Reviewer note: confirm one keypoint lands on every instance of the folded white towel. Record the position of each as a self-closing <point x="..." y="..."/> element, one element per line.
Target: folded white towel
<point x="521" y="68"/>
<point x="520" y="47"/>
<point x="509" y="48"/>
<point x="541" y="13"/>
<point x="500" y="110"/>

───

Given problem:
Please reprint these records with every "towel" replaced by "cloth", leaving everything else untouched.

The response:
Reviewer note: confirm one keypoint lands on every instance of the folded white cloth. Record the position of each as a self-closing <point x="..." y="..."/> element, one element per line.
Target: folded white cloth
<point x="521" y="68"/>
<point x="520" y="47"/>
<point x="509" y="48"/>
<point x="541" y="13"/>
<point x="500" y="110"/>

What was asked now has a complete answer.